A line belongs in the answer if it contains "bicycle"; copy every such line from the entries below.

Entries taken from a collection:
--- --- ---

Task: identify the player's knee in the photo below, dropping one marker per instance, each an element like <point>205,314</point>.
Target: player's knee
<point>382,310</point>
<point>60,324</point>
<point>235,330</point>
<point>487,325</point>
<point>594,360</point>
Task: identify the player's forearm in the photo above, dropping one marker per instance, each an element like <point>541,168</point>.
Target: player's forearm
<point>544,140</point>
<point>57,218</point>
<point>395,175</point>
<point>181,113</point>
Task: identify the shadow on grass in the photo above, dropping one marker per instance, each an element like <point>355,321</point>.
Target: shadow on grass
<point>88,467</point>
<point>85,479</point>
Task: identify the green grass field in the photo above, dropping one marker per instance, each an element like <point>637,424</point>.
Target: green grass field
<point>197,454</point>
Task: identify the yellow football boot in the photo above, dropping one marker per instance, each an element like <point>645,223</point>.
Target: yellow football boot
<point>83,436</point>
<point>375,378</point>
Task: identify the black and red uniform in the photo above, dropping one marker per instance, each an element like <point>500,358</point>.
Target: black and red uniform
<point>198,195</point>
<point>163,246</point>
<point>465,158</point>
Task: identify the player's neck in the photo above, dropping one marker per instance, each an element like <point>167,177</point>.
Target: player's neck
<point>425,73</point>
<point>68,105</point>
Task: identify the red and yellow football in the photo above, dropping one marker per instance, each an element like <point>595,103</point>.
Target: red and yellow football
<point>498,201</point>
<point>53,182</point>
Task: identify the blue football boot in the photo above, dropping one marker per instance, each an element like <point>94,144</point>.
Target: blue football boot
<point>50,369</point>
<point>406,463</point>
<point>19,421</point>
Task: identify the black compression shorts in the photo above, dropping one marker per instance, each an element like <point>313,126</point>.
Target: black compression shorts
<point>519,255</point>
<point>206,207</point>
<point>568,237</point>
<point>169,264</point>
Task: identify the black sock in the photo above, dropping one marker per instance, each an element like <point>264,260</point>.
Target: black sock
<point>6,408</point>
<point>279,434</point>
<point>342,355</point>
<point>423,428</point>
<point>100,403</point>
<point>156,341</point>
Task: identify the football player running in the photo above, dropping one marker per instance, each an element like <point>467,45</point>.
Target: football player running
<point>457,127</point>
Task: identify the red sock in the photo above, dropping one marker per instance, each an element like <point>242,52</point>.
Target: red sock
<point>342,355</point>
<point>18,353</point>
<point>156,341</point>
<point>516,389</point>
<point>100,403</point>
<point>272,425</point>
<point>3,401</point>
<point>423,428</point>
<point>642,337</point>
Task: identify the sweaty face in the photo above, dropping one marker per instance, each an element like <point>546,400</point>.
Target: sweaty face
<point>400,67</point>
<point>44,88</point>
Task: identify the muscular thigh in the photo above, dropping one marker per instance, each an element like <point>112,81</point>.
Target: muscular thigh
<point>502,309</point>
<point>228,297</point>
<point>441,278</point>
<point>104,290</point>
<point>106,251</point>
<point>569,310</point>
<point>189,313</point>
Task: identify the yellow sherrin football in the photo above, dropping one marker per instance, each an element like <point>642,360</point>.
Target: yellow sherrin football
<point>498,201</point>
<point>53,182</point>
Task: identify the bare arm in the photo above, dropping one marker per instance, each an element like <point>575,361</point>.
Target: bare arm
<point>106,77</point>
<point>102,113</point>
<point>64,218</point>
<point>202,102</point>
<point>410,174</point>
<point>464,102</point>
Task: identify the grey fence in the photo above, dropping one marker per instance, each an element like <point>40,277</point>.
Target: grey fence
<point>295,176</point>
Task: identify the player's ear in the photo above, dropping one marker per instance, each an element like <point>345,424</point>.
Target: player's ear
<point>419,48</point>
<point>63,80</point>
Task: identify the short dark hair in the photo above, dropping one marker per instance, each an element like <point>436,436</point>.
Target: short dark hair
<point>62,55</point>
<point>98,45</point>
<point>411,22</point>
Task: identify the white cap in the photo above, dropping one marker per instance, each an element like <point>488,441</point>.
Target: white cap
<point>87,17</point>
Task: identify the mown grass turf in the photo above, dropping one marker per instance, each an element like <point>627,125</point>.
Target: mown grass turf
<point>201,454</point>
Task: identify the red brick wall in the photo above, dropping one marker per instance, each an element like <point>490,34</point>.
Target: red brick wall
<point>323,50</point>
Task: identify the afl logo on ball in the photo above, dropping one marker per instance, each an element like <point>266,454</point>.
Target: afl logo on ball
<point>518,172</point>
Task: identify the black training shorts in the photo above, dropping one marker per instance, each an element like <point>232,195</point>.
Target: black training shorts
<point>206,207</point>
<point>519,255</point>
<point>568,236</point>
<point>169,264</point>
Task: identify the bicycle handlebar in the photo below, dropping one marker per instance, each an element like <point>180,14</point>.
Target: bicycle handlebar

--- --- ---

■ Response to this task
Task: identify the bicycle handlebar in the photo below, dropping one marker per instance, each an element like <point>180,14</point>.
Target: bicycle handlebar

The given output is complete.